Task brief »
Return each line of the data below unchanged, please.

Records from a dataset
========

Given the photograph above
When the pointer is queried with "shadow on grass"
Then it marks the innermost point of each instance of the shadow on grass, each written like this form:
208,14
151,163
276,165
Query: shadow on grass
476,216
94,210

========

Answer space »
Given the photograph above
When the pointer is queried with "shadow on grass"
Then it marks the innermost point of each instance of the shadow on grass, each written like this form:
208,14
151,163
276,165
Query: shadow on grass
476,216
94,210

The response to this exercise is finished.